Edit the rows in the stretch from the line containing "Expected: for each instance of the hiking" through the line containing "x=448 y=292", replacing "decaying tree stump" with "rotting tree stump" and leaving all else unchanged. Reproduce only that stretch.

The records:
+ + + + + + +
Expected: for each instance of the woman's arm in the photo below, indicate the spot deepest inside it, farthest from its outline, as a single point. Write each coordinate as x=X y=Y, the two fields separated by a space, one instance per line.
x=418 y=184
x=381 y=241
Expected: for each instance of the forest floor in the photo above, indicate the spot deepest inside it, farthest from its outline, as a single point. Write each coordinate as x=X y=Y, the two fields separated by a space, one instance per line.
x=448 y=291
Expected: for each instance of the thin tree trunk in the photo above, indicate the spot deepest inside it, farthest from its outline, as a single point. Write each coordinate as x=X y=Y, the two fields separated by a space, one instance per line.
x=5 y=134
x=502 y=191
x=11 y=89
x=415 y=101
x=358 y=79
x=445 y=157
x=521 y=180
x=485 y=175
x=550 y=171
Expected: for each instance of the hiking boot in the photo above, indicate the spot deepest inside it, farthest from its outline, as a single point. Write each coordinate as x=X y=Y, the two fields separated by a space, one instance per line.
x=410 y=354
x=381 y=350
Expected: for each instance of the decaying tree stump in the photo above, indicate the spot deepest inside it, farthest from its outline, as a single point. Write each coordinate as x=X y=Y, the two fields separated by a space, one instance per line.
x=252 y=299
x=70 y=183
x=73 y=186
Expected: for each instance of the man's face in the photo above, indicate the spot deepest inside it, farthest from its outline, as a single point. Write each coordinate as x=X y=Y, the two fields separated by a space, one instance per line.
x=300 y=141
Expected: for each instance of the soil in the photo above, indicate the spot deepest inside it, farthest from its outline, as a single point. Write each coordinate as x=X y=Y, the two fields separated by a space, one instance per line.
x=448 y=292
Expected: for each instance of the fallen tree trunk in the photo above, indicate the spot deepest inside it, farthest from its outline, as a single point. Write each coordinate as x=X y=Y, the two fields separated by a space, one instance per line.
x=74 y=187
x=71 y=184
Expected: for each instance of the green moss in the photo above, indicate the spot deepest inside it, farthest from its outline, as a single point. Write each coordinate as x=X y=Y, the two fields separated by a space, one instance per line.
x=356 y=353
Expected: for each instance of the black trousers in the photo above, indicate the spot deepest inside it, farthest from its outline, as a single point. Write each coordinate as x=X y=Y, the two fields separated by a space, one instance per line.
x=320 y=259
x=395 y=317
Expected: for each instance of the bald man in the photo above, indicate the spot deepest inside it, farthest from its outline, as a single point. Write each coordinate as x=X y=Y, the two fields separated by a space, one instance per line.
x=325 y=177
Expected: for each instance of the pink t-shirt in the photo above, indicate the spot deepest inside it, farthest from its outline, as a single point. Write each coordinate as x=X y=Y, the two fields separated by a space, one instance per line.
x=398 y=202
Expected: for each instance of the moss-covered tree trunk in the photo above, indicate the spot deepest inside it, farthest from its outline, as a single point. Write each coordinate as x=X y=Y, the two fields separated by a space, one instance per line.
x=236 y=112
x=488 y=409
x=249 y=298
+ + + + + + +
Reply:
Expected: for each instance of the hiking boot in the photo above, indicate the spot deepest inside it, farthest from its outline, as a single point. Write each coordinate as x=X y=Y, the two fields separated by a space, one instance per line.
x=410 y=354
x=381 y=350
Expected: for each instance of the rotting tree stump in the photo above, indicate the spot deepest inside it, farthest from its outline, as a single point. Write each coordinate as x=X y=Y, the two fields separated by a space, one instance per line.
x=252 y=299
x=70 y=183
x=73 y=186
Expected: for each instance of the man's face in the photo above, indicate the spot deepest inside it, farthest from its outline, as a single point. Write each coordinate as x=X y=Y, the two fields separated by a space, one instance per line.
x=300 y=141
Expected: for each instance of the soil in the photo above, indicate the spot deepest inside it, farthest from its outline, as a single point. Write each coordinate as x=X y=Y, the two fields separated by a space, one instance per line.
x=448 y=292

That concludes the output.